▶ _Data extract_:
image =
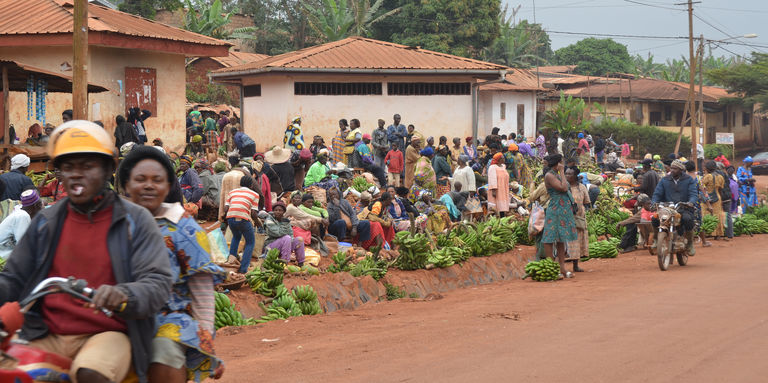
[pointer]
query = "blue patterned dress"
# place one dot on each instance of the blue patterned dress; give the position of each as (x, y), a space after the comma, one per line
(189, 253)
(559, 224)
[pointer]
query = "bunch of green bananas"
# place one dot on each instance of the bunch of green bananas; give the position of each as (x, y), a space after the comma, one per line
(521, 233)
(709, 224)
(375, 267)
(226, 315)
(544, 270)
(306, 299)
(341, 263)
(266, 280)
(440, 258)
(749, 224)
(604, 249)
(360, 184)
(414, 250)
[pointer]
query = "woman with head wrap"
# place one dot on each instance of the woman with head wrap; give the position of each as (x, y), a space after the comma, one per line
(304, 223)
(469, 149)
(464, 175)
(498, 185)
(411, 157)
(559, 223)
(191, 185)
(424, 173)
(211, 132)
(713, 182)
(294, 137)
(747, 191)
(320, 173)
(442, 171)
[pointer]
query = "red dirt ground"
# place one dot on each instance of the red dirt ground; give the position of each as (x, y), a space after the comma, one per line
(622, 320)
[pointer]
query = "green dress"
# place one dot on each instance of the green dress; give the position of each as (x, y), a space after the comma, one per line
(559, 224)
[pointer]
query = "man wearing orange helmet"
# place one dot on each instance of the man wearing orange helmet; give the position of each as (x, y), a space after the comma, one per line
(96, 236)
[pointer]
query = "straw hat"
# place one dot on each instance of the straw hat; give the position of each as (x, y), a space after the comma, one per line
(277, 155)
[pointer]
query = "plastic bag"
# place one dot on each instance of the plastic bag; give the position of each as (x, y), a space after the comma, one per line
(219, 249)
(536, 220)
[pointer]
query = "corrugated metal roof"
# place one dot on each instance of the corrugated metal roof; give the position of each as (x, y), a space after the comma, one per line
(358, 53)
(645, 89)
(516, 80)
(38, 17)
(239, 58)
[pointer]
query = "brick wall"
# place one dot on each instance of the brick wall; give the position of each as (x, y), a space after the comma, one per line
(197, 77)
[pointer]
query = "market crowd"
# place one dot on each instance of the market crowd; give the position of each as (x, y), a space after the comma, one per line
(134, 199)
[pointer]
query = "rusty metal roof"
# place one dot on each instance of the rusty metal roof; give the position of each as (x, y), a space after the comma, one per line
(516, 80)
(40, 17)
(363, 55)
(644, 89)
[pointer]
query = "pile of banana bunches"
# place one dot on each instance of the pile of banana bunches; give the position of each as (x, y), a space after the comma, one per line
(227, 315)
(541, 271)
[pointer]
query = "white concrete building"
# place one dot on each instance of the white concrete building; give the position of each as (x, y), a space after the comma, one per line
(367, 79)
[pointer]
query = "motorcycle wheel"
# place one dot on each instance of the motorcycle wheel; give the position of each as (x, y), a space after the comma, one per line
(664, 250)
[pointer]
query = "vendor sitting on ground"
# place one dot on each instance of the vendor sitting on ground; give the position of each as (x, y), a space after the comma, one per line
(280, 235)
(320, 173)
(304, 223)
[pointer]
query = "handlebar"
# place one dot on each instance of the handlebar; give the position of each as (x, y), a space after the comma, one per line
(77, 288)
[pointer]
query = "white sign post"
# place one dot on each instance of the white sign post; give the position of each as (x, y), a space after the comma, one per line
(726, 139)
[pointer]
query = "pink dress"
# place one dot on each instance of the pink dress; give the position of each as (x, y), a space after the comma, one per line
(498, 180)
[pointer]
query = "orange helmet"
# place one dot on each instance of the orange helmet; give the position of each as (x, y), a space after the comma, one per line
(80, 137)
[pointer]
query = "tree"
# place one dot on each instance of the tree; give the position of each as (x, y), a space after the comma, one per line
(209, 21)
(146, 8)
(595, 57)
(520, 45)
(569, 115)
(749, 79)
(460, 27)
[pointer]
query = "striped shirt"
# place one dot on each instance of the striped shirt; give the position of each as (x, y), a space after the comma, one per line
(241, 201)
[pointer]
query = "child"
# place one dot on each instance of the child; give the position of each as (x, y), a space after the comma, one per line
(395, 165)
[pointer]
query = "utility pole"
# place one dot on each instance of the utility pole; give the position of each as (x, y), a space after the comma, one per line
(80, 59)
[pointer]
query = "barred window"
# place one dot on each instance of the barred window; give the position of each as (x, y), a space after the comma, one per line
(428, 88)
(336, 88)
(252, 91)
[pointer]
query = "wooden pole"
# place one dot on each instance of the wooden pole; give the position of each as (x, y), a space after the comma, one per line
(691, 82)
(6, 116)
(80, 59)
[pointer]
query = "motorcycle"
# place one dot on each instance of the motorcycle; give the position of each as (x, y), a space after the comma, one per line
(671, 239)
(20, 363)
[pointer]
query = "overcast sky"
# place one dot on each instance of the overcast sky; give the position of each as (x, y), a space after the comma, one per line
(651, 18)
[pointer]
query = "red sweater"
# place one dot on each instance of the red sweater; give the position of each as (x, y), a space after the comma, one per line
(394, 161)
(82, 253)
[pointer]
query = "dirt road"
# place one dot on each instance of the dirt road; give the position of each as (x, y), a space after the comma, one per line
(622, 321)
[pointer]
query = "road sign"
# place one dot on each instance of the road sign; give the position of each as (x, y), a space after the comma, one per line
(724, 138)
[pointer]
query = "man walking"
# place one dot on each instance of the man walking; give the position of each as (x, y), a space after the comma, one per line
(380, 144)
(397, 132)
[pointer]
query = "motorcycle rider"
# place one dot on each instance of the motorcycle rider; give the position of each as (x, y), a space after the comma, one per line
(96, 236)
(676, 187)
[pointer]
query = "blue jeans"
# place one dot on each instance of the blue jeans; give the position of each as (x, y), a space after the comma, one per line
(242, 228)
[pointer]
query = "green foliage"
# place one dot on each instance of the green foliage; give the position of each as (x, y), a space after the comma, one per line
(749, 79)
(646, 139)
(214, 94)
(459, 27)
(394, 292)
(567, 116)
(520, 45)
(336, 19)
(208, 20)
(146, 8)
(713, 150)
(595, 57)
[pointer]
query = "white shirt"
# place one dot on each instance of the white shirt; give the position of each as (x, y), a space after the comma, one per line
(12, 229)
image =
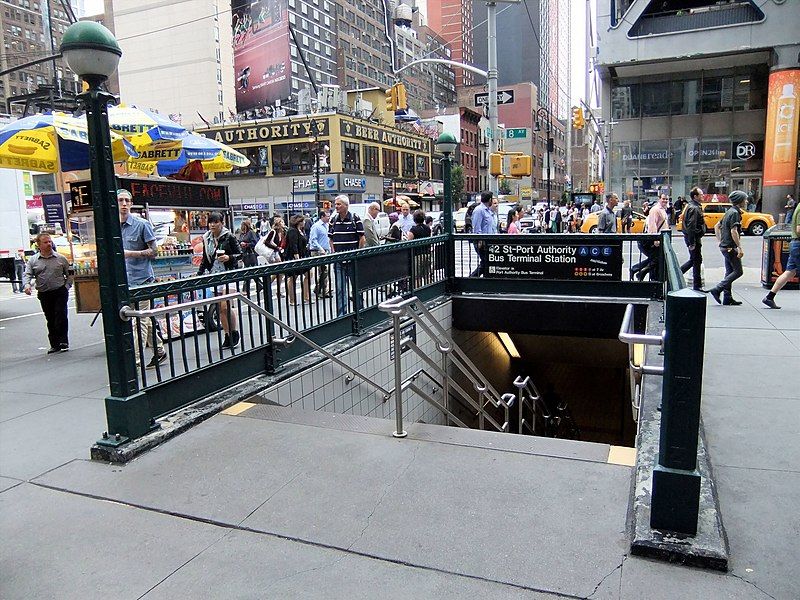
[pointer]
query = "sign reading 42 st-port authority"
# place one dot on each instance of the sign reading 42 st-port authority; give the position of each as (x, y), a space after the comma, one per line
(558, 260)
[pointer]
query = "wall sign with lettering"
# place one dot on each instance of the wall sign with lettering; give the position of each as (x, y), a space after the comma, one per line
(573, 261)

▶ _Task statement_: The answer consists of the records repeated exactly, without any images.

▶ _Written response_:
image =
[pointer]
query = "blue patterned dress"
# place one dot on each instance of the blue patterned dress; give the position of each as (x, y), a space after the comma, one per line
(189, 253)
(559, 224)
[pointer]
query = "bunch of green bananas"
# place one dot on each instance of the bunch of green bananas; give the position of each as (x, y), a space after the comma, one per line
(521, 233)
(709, 224)
(375, 267)
(226, 315)
(544, 270)
(306, 299)
(341, 263)
(266, 280)
(440, 258)
(749, 224)
(604, 249)
(360, 184)
(414, 250)
[pointer]
query = "woman with head wrap"
# place one dot on each instance of the woman with head wrap; give the position of each as (x, y), a space after the comma, one per line
(304, 223)
(469, 149)
(464, 175)
(498, 185)
(411, 157)
(559, 223)
(191, 185)
(424, 173)
(211, 132)
(713, 182)
(294, 137)
(747, 191)
(320, 173)
(442, 171)
[pointer]
query = "red dirt ground"
# place one dot on each instance of the red dirt ground; give the position of each as (x, y), a space after the comma, one per line
(622, 320)
[pointer]
query = "green dress"
# place one dot on each instance of the green dress; give the position of each as (x, y), a space after the comma, one per line
(559, 224)
[pointer]
query = "man wearing orange helmet"
# place one dot on each instance of the man wearing orange helmet; give the position of each as (x, y), a space after the comma, one per line
(96, 236)
[pointer]
query = "straw hat"
# place one dot on each instance of the straw hat; give the position of each as (x, y), a space after the comma, one per line
(277, 155)
[pointer]
query = "plastic bag"
# place one dot on each instance of the plastic bag; give the position of each as (x, y), a space after the comma, one per line
(219, 249)
(536, 220)
[pointer]
query = "corrugated metal roof"
# place one dot on each instance of the corrugated metal roof; give the position of each as (x, y), a space after the comma, one per line
(358, 53)
(645, 89)
(516, 80)
(38, 17)
(239, 58)
[pointer]
query = "brick wall"
# place one dot on each instance of the brick wall; give the position of each as (x, y), a space after the comma, one per line
(197, 77)
[pointer]
query = "market crowd"
# place one dot on each instance of the market crowd; give the position of each as (x, y), a space after the comma, one per line
(134, 199)
[pointer]
query = "rusty metal roof"
# place one dot on each instance of the rusty metal roof; give the position of each as (x, y), a space after the comma, one per line
(516, 80)
(40, 17)
(363, 55)
(644, 89)
[pointer]
query = "pile of banana bunches"
# place one dot on each instance of the pile of banana bunches; give the position of each as (x, y), a space after the comma, one per line
(227, 315)
(541, 271)
[pointer]
query = "white concrete building"
# place one dot on each instance of the white concrete building; give the position of each as (x, y), a space after the comma, one per line
(367, 79)
[pointer]
query = "motorcycle wheel"
# place one dot on each instance of the motorcycle wheel; give the position of each as (x, y), a space after the comma, one per line
(664, 250)
[pointer]
query = "vendor sitting on ground"
# place one dot on each instance of the vendor sitting on ground; give the position of each as (x, y), a space after the comma, one per line
(280, 235)
(320, 173)
(304, 223)
[pointer]
query = "handlebar"
# place one dot on each instance of the handlebar; give the position of each as (x, y), a space after the comma, one per line
(77, 288)
[pointer]
query = "white sign post"
# place one dot on each instance of the white sign post; give the position of each as (x, y), a space after the comma, one per line
(726, 139)
[pointer]
query = "pink dress"
# place one dot on each instance of the pink dress; give the position of each as (x, y), a space after the comma, one per line
(498, 180)
[pointer]
query = "orange helmet"
# place one dot on each instance of the orange helmet; give the position of each as (x, y), a space after the comma, one per line
(80, 137)
[pointer]
query = "tree"
# place one dot on each instance of the tree; give the position of each as (x, y), a space after the comma, one per line
(209, 21)
(146, 8)
(595, 57)
(520, 45)
(569, 115)
(749, 79)
(460, 27)
[pointer]
query = "striped shirt"
# place one dot on each instance of the striped shirt; give the position of each as (x, y), a space after the comma, one per line
(241, 201)
[pointer]
query = "child"
# place one dot on each instance of the child; give the position of each as (x, y), a space after the comma, one per line
(395, 165)
[pointer]
query = "utility pole"
# place one dot on each instance of the utility pole; give the position of each as (x, y), a space after the comma, one per line
(80, 59)
[pointer]
query = "barred window"
# place one dot on each instance of the barred window; give the position of each as (x, y), a space after the comma, one per line
(428, 88)
(336, 88)
(252, 91)
[pointer]
query = "wooden pole"
# place one dot on each instance of the wooden pole; give the position of each as (x, y), a space after the comma, one per line
(691, 82)
(6, 116)
(80, 59)
[pointer]
query = "motorcycle"
# place one dot on each instance of the motorcycle; give the position of each as (x, y), a space after the comma, one per line
(671, 239)
(20, 363)
[pointer]
query = "overcast sky"
# place one dot on each instance of the overcast sky; give the position of each as (x, y), a space after the comma, one per line
(651, 18)
[pointer]
query = "red sweater"
# place one dot on each instance of the red sweater; give the position of each as (x, y), a space after the comma, one per line
(394, 161)
(82, 253)
[pointer]
query = "dirt road"
# place one dot on each instance of the dirt road; give the position of each as (x, y), a space after the comma, one per line
(622, 321)
[pointer]
query = "road sign"
# place one dot on each instance of the road sign; give the position of each as (x, y), a space after the comma, one per line
(724, 138)
[pointer]
query = "man walking"
# place one dot on each instance of the man walking; give the position of each as (x, y), a space after the comma, one per line
(380, 144)
(397, 132)
[pointer]
query = "motorcycle rider"
# place one dot on each instance of the motorcycle rider; give the position of each as (x, y), a space after the comma, one per line
(96, 236)
(676, 187)
[pointer]
query = "blue jeans"
# place one dot on each instance of the blue jeans; give the position of each as (x, y), a space after the comma, one per line
(242, 228)
[pointer]
query = "green foliage"
# place one dot on each instance of the green foliage; give the position of each as (x, y), a space after the comma, one per line
(749, 79)
(646, 139)
(214, 94)
(459, 27)
(394, 292)
(567, 116)
(520, 45)
(336, 19)
(208, 20)
(146, 8)
(713, 150)
(595, 57)
[pointer]
query = "white shirt"
# place one dot on each instance of the white shirt; give the position of each as (x, y), a space after the comma, one per line
(12, 229)
image =
[pointer]
query = "sign reading 42 st-port authority"
# place one dot on each instance of the sign reading 42 st-port authority; give the position of each as (x, y), a space after the comma, one per line
(558, 260)
[pointer]
query = "wall sign with lettering"
# place one dot on each instance of the wall sign with lettering; give the position of each as (x, y), a space after the comma, one per line
(573, 261)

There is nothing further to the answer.